Hannah’s world is in pieces and she doesn’t need the school counsellor to tell her she has deep-seated psychological issues. With a seriously depressed mum, an injured dad and a dead sister, who wouldn’t have problems? 

Hannah should feel terrible but for the first time in ages, she feels a glimmer of hope and isn’t afraid anymore. Is it because the elusive Josh is taking an interest in her? Or does it run deeper than that? 

In a family torn apart by grief and guilt, one girl’s struggle to come to terms with years of torment shows just how long old wounds can take to heal.

The Protected covers well-worn Young Adult territory: a mysterious death that has devastated a family (the circumstances of which are gradually revealed), parents without the capacity to actually parent, a troubled outsider working through grief with the aid of a kindly counsellor, a nice empathetic boy showing up. The subject matter could lean towards melodrama or predictability, but it doesn't - Hannah's voice is genuine, and there's a real credibility to the story. The emotions of the characters and the family dynamics are written with subtlety, and it's easy to become absorbed in Hannah's story.

I really enjoyed Claire Zorn's debut The Sky So Heavy, a very thought-provoking dystopian that's now made a bunch of shortlists (deservedly so). The Protected is similarly thought-provoking, and though both are set in the Blue Mountains, The Protected is very much grounded in our reality.

● **DATASET CONTENT**:
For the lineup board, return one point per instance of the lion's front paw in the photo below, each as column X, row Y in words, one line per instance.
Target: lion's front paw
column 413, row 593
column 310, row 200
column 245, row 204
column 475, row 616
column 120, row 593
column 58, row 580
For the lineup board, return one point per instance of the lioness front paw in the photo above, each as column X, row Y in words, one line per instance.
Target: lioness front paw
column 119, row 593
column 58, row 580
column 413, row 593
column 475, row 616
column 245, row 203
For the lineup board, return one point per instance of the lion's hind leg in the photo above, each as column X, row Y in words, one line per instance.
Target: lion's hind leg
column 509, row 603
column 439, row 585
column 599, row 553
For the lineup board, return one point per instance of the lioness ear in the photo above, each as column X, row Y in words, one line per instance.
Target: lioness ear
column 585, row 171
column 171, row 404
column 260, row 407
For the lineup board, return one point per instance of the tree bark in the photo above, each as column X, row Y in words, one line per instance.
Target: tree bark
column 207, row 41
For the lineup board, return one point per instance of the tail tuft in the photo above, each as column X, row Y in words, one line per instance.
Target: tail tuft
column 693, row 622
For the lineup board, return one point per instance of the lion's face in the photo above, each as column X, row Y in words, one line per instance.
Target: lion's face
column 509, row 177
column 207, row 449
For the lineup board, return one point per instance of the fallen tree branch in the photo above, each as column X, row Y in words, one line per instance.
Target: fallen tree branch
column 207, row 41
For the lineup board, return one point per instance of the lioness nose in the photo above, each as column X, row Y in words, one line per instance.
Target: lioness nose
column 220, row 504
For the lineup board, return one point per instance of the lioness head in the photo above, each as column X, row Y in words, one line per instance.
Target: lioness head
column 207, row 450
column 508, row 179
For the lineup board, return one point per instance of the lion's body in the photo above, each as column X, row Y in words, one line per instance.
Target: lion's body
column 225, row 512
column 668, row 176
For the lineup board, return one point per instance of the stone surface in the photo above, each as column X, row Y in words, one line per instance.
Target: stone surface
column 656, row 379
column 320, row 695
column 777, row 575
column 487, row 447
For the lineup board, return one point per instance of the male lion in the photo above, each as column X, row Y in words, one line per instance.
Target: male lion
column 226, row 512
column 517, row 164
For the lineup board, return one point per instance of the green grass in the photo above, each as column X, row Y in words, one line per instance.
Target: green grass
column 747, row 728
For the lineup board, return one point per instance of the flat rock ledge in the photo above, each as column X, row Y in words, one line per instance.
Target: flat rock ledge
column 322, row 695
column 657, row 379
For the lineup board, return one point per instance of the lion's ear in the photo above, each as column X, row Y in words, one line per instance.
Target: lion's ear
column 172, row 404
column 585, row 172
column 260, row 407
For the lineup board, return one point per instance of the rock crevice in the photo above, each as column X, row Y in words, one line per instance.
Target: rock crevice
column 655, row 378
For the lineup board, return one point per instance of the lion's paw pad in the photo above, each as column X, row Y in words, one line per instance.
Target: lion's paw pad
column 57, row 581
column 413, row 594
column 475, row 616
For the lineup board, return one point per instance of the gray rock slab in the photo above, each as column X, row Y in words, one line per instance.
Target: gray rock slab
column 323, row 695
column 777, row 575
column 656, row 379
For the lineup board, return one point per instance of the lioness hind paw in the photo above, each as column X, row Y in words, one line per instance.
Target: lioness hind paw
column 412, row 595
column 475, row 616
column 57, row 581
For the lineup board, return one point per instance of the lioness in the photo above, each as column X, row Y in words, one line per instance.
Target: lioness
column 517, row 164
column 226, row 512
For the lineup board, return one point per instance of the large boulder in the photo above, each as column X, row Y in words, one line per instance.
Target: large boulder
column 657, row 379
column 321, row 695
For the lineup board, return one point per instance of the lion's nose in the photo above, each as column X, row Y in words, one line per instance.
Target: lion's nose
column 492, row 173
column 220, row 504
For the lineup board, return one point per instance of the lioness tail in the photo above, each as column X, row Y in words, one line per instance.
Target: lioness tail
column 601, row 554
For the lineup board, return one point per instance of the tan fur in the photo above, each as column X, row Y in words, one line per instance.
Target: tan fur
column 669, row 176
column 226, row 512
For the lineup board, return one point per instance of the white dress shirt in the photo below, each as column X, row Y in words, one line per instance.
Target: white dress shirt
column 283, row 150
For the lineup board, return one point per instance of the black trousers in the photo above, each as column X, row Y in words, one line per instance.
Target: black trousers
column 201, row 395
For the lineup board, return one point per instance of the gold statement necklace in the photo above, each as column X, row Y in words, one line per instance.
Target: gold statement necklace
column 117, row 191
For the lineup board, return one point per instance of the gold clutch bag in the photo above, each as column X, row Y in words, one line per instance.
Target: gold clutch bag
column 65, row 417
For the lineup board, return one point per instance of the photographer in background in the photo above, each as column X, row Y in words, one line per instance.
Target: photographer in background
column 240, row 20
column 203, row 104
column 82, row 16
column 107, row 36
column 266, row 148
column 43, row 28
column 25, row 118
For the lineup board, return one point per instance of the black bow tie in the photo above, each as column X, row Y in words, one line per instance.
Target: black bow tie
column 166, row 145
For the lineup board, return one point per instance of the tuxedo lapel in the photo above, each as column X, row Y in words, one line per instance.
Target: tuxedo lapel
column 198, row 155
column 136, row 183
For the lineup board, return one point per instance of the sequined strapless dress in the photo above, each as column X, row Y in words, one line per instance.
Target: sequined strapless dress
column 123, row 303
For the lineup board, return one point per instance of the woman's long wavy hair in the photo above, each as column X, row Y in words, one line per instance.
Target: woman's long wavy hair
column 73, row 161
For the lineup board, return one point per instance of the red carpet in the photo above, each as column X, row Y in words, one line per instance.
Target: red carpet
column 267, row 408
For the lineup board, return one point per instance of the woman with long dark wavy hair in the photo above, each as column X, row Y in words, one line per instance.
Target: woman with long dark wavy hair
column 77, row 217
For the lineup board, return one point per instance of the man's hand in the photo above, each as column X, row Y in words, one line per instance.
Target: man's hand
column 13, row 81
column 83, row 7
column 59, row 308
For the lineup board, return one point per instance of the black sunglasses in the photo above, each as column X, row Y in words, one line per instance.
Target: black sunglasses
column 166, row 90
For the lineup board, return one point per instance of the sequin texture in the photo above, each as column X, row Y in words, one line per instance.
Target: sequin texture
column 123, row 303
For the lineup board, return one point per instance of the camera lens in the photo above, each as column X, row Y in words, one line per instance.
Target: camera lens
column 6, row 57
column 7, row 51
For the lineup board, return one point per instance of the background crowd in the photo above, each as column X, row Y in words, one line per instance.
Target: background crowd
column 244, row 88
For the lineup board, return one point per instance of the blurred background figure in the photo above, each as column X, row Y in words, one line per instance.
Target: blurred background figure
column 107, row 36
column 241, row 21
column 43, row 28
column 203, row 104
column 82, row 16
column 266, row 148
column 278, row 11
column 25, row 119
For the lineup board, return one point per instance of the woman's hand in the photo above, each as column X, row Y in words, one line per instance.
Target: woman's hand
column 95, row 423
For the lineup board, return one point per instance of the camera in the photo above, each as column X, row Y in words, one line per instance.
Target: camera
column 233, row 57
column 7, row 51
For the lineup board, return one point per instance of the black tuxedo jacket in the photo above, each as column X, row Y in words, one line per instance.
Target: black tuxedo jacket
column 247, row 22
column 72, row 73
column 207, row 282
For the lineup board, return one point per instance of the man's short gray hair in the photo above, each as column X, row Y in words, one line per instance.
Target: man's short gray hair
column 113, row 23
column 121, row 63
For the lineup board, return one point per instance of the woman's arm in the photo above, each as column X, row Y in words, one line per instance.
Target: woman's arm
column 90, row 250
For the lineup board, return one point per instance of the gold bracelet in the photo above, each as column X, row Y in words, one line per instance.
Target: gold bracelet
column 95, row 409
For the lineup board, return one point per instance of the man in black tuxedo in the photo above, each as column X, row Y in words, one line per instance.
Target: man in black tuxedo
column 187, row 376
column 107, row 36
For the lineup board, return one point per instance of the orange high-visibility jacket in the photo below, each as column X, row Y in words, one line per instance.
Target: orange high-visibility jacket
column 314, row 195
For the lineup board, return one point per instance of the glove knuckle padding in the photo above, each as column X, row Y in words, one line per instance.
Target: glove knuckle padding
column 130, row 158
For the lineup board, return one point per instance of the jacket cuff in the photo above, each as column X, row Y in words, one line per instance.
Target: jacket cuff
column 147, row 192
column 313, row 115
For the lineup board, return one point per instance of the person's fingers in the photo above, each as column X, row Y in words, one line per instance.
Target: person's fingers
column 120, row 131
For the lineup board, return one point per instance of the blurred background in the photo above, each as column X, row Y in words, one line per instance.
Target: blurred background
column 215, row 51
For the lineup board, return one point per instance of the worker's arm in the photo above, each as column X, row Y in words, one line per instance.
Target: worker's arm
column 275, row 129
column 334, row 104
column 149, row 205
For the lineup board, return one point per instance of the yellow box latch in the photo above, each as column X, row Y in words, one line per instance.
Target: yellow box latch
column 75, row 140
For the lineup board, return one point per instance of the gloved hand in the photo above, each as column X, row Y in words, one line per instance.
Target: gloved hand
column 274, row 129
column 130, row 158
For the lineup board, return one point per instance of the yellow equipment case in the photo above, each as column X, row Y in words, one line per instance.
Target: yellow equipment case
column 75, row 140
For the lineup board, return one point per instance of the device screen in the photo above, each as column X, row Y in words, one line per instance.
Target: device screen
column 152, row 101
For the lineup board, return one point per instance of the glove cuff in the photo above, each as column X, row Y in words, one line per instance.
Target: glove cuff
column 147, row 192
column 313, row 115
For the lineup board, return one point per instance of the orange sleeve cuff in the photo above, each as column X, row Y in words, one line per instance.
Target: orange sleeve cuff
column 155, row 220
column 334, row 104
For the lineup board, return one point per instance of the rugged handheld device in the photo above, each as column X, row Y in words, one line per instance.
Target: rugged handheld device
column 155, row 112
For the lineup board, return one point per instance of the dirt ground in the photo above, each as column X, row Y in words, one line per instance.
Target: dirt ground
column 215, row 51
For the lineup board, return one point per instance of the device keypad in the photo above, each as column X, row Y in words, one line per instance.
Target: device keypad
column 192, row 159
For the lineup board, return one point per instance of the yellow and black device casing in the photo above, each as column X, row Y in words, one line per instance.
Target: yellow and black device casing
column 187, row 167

● **PROBLEM A**: Switch "Josh" to "Sam" in the review of The Protected and give that part again, starting at "Hannah’s world is" and ending at "deeper than that?".
● **PROBLEM B**: Resume the review of The Protected from its last sentence.
The records are separate material, unrelated to the review of The Protected.

● **OUTPUT A**:
Hannah’s world is in pieces and she doesn’t need the school counsellor to tell her she has deep-seated psychological issues. With a seriously depressed mum, an injured dad and a dead sister, who wouldn’t have problems? 

Hannah should feel terrible but for the first time in ages, she feels a glimmer of hope and isn’t afraid anymore. Is it because the elusive Sam is taking an interest in her? Or does it run deeper than that?

● **OUTPUT B**:
There's a real complexity and authenticity to the relationships within the novel, especially in the relationship between Hannah and her sister, Katie, who has passed away pre-novel and with whom Hannah had a very difficult relationship. Now, after Katie's death, she feels conflicted. The narrative jumps between the present and the past, Hannah's memories of Katie and being bullied and the lead-up to the accident. Hannah's bullying and Katie's behaviour are at times teeth-grindingly (pretend that's a word, it's the best way I can think of to describe it) awful, and Hannah is a sympathetic protagonist - so it's wonderful when things begin looking up for her, and people are kind (namely the school counsellor and Josh).

Even though Hannah's parents are consumed by grief, they are present in the novel, and Hannah's mother in particular is very well-portrayed. Hannah's parents were as real and as easy to empathise with as Hannah herself. The Protected is ultimately hopeful but it is a very dark and sad novel - focusing on bullying and devastating grief - so perhaps not one to pick up if you're after a light read. Good for a cry. I'm very much looking forward to what Claire Zorn writes next.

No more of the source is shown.